Desafios:
1. Diga se as afirmações seguintes estão de acordo com o texto sobre a política externa portuguesa. Responda sim ou não a cada uma e cite as palavras do texto que o decidem: (a) o programa do XIII Governo assumia uma ruptura drástica de orientação; (b) no programa de 1999, as três prioridades anteriores mantinham-se centrais; (c) a presidência portuguesa da UE teve lugar em 1999.
2. Prossiga o texto sobre a política externa portuguesa a partir da sua última frase.

Excerto do texto:
------------------------------------------------------------
Uma Década de Política Externa (1995-2005)

Em Outubro de 1995, o Partido Socialista regressou ao poder, depois de mais de 13 anos na oposição. Do programa de política externa do XIII Governo constavam, sem tal ser afirmado expressamente, algumas ideias pretendidamente novas sobre áreas onde a acção da anterior governação poderia ser considerada mais débil. Para além de reflectir preocupações de conjuntura e linguagem da agenda “progressista” internacional (sistema multilateral e Direitos Humanos, questão Norte-Sul), o programa não assumia, contudo, nenhuma ruptura drástica de orientação. No essencial, o modelo anunciado de prioridades assentava na tradicional tríade regional, que sempre fora percorrida pelos anteriores governos do PS e do PSD: Europa, África e relação transatlântica.

Quatro anos mais tarde, em 1999, o programa do governo socialista reconduzido (XIV Governo) reflectia algumas das novas realidades com que o país entretanto se confrontara, em especial na agenda europeia. Mas as três prioridades anteriores mantinham-se centrais. Porém, e em perspectiva, pode dizer-se que, com a questão de Timor-Leste (ver caixa), a Europa viria a revelar-se o tema dominante nos quase seis anos da gestão socialista na área externa e sê-lo-ia, também, no subsequente governo PSD/CDS-PP.

A Europa

No terreno da União Europeia (UE), Portugal confrontou-se sucessivamente, a partir de 1995, com a negociação do Tratado de Amesterdão (1996-97) e do pacote financeiro da “Agenda 2000” (1997-99), a obtenção do acesso à 3ª fase da União Económica e Monetária (1999), a presidência portuguesa da UE (2000) e a negociação do Tratado de Nice (2000). Pelo meio ficou o arranque e a presidência do Acordo de Schengen (1997), o novo processo de alargamento comunitário e um esforço de activa participação na nova política mediterrânica da UE (neste caso, ligado a uma maior visibilidade portuguesa em outras dinâmicas na região[1]).
------------------------------------------------------------
[Registos de origem]
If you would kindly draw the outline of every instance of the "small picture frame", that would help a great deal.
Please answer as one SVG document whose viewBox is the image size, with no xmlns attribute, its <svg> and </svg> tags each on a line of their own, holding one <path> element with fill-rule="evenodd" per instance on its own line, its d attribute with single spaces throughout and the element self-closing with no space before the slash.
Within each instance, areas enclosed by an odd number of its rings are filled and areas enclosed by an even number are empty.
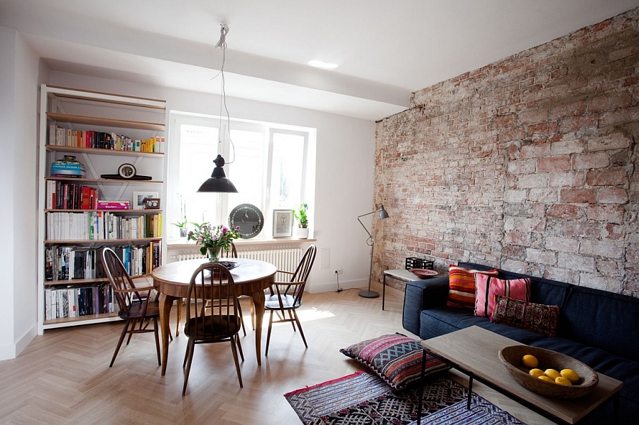
<svg viewBox="0 0 639 425">
<path fill-rule="evenodd" d="M 145 198 L 144 209 L 160 209 L 160 198 Z"/>
<path fill-rule="evenodd" d="M 273 210 L 273 237 L 293 236 L 293 211 L 290 209 Z"/>
<path fill-rule="evenodd" d="M 158 199 L 160 195 L 157 192 L 134 192 L 133 194 L 133 202 L 131 203 L 133 209 L 144 209 L 145 199 Z M 159 202 L 158 204 L 160 204 Z"/>
</svg>

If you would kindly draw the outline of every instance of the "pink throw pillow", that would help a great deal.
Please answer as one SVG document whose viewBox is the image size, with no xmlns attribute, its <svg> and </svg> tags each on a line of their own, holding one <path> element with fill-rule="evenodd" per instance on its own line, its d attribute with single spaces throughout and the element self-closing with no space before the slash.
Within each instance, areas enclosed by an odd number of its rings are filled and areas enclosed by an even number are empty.
<svg viewBox="0 0 639 425">
<path fill-rule="evenodd" d="M 491 317 L 495 309 L 497 295 L 503 295 L 528 302 L 530 301 L 530 280 L 504 280 L 486 275 L 475 275 L 477 292 L 475 298 L 475 316 Z"/>
</svg>

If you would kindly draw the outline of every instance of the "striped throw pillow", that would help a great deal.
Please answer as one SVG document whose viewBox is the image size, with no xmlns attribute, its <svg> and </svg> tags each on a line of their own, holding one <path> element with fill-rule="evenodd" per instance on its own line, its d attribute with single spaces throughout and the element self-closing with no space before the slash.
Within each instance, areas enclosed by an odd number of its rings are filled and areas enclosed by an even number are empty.
<svg viewBox="0 0 639 425">
<path fill-rule="evenodd" d="M 395 333 L 367 339 L 339 350 L 341 353 L 370 368 L 381 378 L 397 390 L 419 380 L 422 372 L 424 348 L 411 338 Z M 430 354 L 424 363 L 425 376 L 450 368 Z"/>
<path fill-rule="evenodd" d="M 479 317 L 492 316 L 497 295 L 526 302 L 530 301 L 530 280 L 528 277 L 504 280 L 477 273 L 475 275 L 475 286 L 477 287 L 475 316 Z"/>
<path fill-rule="evenodd" d="M 449 266 L 448 271 L 449 287 L 446 305 L 470 310 L 475 308 L 475 274 L 484 273 L 496 277 L 499 274 L 497 269 L 475 270 L 453 265 Z"/>
</svg>

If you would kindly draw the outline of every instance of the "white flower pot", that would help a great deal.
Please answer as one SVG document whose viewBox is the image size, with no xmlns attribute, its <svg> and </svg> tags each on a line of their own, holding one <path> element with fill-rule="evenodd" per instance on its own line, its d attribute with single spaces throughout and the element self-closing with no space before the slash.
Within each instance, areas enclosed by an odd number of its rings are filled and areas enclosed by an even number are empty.
<svg viewBox="0 0 639 425">
<path fill-rule="evenodd" d="M 297 238 L 298 239 L 308 239 L 308 228 L 307 227 L 298 227 L 297 228 Z"/>
</svg>

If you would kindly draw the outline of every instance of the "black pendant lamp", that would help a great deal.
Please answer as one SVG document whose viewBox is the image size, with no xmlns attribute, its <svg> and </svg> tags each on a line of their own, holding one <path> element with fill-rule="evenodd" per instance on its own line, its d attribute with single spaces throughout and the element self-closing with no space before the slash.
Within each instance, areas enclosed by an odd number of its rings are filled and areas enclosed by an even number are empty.
<svg viewBox="0 0 639 425">
<path fill-rule="evenodd" d="M 218 155 L 217 158 L 213 160 L 213 162 L 215 164 L 213 174 L 202 184 L 197 192 L 237 193 L 237 189 L 226 177 L 224 169 L 222 168 L 224 166 L 224 158 Z"/>
</svg>

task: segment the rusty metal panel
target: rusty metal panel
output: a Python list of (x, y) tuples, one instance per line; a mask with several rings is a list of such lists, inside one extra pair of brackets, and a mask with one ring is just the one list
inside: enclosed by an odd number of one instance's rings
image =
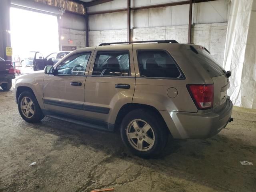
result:
[(85, 14), (86, 10), (83, 4), (66, 0), (33, 0), (35, 2), (63, 8), (67, 11), (80, 14)]

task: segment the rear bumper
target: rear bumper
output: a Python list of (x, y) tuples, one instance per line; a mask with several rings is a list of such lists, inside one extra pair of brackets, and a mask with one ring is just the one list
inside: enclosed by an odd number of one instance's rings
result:
[(160, 111), (175, 138), (206, 138), (217, 134), (231, 118), (233, 104), (227, 98), (225, 107), (217, 112), (200, 114)]
[(0, 84), (7, 83), (12, 79), (14, 78), (14, 75), (12, 74), (3, 74), (0, 75)]

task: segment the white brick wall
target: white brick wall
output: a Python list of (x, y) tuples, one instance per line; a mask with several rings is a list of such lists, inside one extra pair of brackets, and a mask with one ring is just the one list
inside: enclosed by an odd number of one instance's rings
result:
[[(196, 24), (192, 26), (192, 42), (205, 46), (222, 65), (228, 23)], [(188, 42), (188, 26), (167, 26), (133, 29), (133, 38), (136, 41), (174, 39), (180, 43)], [(96, 46), (102, 42), (126, 41), (127, 30), (90, 31), (89, 46)]]
[(192, 42), (205, 47), (222, 65), (228, 23), (195, 25), (192, 28)]
[(89, 46), (97, 46), (102, 43), (127, 41), (127, 30), (108, 30), (89, 32)]
[[(60, 40), (60, 45), (76, 46), (78, 49), (85, 47), (85, 31), (65, 28), (63, 28), (63, 36), (64, 39)], [(69, 44), (69, 40), (73, 40), (72, 44)]]
[(136, 41), (174, 39), (181, 43), (188, 41), (188, 26), (168, 26), (134, 29), (133, 38)]

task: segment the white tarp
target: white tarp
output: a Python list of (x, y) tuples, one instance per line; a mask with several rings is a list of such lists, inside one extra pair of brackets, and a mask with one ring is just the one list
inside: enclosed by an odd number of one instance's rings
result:
[(256, 0), (231, 0), (224, 67), (234, 105), (256, 109)]

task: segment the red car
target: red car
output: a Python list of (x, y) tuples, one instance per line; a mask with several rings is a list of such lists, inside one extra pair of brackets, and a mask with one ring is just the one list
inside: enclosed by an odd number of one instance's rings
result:
[(12, 79), (14, 78), (14, 69), (10, 61), (0, 57), (0, 86), (4, 90), (12, 88)]

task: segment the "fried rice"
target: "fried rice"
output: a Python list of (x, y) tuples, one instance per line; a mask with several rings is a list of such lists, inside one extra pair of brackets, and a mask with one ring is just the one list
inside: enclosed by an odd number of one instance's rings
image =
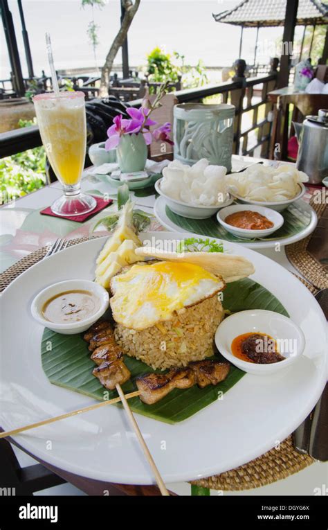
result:
[(154, 369), (185, 366), (213, 355), (214, 336), (223, 317), (216, 294), (142, 330), (116, 324), (115, 338), (124, 353)]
------------------------------------------------------------
Resultados por tarefa:
1.
(a) Não: "o programa não assumia, contudo, nenhuma ruptura drástica de orientação".
(b) Sim: "Mas as três prioridades anteriores mantinham-se centrais."
(c) Não: "a presidência portuguesa da UE (2000)".

2.
Para Portugal, a Europa não se esgotou, contudo, na agenda da UE. O país viria a tomar a estratégica decisão de estar presente com forças militares no cenário de pacificação da Bósnia-Herzegovina, abrindo um capítulo novo na afirmação externa do país no cenário continental. A realização da Cimeira da OSCE em Lisboa (1996) e o trabalho que culminou na presidência portuguesa da organização (2002) acabaram por dar a Portugal uma inédita visibilidade em áreas geográficas tradicionalmente não frequentadas pela nossa política externa.

Antes disso, entre 1986 e 1995, a acção externa europeia, para além da defesa dos interesses comerciais no âmbito do “Uruguay Round” do GATT, havia-se concentrado nas adaptações legislativas decorrentes da integração e, com destaque, na negociação de dois importantes quadros comunitários de apoio financeiro. Nesse tempo, a discussão do Tratado de Maastricht foi um exercício onde o nosso país teve uma presença algo discreta. Já a presidência de 1992, bem conduzida “by the book”, revelou-se uma prestação segura e prestigiante para a imagem do país.

A Europa pós-1995, além de iniciar a catadupa de revisão dos Tratados que culminaria na crise da Constituição Europeia, veio a ter como decisivo pano de fundo os processos de alargamento (e a discussão sobre a sua dimensão e ritmo) e a crescente indisponibilidade demonstrada pelos contribuintes líquidos da UE para manterem as anteriores políticas de financiamento. A Europa tinha mudado, as necessidades de Portugal um tanto menos e Lisboa viu-se obrigada a uma luta muito difícil para conseguir sugerir-se ainda como prioridade num contexto europeu muito mais exigente.

A diplomacia externa portuguesa procurou, assim, continuar a garantir as ajudas comunitárias (argumentando com a “especificidade” do caso nacional), operando simultaneamente um processo de recentragem na manifestação da vontade europeísta – com alguma tibieza inicial no plano institucional, ousadia na resposta política positiva ao alargamento e afirmação de uma vocação inclusiva nos processos de aprofundamento sectorial de políticas (Schengen, UEM).

Na negociação institucional europeia seguinte, sob gestão PSD/CDS-PP, Portugal viria a ter uma prestação interessante durante a Convenção sobre o Futuro da Europa, a que se seguiu uma discreta e muito táctica postura no percurso subsequente, que levou à fixação do texto da Constuição Europeia.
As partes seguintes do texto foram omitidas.